#### PROBLEM STATEMENT
Count the lines in the records that contain the word "black", matching case exactly, and give only the number.
━━━ SUPPLIED RECORDS ━━━
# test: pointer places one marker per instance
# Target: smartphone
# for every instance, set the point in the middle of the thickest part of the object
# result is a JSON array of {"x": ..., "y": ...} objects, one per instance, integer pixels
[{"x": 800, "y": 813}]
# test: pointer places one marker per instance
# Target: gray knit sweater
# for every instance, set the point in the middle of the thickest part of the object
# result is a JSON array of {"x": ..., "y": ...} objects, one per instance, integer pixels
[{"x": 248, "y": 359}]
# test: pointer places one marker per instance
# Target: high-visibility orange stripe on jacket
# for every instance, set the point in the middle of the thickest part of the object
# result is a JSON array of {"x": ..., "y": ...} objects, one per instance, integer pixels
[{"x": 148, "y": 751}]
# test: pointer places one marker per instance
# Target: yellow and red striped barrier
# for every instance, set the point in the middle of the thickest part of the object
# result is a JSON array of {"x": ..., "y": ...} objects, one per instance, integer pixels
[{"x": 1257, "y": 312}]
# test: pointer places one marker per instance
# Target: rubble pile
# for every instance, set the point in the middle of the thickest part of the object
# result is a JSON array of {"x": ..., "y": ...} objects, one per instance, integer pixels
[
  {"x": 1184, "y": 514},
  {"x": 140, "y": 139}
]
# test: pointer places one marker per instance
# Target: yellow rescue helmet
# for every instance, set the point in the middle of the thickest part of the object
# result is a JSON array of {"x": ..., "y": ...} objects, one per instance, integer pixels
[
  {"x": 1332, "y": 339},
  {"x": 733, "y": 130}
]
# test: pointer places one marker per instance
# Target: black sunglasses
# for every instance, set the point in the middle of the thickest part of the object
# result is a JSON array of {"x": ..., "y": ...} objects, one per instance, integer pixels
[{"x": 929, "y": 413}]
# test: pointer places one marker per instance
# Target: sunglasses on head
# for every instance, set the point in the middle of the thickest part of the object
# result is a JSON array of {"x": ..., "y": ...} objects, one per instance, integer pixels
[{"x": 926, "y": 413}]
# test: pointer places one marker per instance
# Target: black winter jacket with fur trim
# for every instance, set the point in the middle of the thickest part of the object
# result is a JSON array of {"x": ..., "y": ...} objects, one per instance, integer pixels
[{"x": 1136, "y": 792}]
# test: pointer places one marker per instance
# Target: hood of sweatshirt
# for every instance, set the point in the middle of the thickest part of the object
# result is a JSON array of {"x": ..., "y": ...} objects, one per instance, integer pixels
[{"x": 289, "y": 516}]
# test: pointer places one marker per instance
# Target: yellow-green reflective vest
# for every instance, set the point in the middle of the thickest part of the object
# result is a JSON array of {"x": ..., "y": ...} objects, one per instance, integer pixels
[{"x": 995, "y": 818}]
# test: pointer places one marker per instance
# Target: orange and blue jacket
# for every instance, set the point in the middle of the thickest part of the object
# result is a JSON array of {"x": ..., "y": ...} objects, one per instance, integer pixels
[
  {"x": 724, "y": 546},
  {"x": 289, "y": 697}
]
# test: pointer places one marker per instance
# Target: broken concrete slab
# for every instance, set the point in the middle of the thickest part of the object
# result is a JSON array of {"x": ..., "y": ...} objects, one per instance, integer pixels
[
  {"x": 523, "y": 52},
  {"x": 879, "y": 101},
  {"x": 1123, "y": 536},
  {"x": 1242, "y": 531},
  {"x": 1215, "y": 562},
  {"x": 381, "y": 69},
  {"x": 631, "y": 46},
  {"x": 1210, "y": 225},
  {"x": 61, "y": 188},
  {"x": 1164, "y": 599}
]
━━━
━━━ SUPPLIED RECORDS ━━━
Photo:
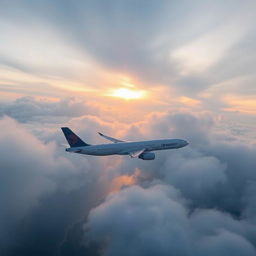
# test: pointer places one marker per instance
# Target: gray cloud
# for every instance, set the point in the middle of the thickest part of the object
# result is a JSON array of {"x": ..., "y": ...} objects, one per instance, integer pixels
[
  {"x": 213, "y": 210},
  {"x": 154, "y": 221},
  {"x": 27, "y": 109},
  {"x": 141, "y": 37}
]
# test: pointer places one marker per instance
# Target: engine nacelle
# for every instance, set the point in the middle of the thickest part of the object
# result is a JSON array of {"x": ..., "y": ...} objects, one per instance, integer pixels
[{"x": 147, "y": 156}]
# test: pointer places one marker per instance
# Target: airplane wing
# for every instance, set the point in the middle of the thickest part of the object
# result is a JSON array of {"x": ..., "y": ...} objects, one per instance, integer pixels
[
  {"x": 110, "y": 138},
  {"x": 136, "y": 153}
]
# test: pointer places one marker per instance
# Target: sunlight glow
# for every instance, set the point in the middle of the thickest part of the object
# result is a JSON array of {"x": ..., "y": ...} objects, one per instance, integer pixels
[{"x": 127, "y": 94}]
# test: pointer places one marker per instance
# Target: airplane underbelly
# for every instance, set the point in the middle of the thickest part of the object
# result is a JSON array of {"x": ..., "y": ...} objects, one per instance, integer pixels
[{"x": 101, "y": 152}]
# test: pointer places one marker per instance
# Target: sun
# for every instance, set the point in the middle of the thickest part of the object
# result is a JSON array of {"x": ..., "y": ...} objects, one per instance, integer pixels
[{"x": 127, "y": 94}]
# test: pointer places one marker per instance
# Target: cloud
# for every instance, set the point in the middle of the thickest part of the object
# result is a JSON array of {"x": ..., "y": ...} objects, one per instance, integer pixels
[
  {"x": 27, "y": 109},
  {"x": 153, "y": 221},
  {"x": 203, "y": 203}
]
━━━
━━━ SUPPLIED RECORDS ━━━
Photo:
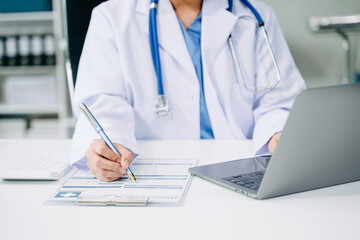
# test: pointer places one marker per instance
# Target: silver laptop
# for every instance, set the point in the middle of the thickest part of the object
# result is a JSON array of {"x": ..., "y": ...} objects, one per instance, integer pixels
━━━
#### OUTPUT OF THE EXERCISE
2